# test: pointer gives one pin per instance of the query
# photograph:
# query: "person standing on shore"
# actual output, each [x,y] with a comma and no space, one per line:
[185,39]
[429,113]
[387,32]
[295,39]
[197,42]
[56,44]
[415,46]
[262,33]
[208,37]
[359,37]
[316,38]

******

● **Your objective**:
From the material above, copy out every line bearing the string "query".

● **Exercise output**:
# test: pointer gives one pin per instance of the query
# query: "person standing on shore"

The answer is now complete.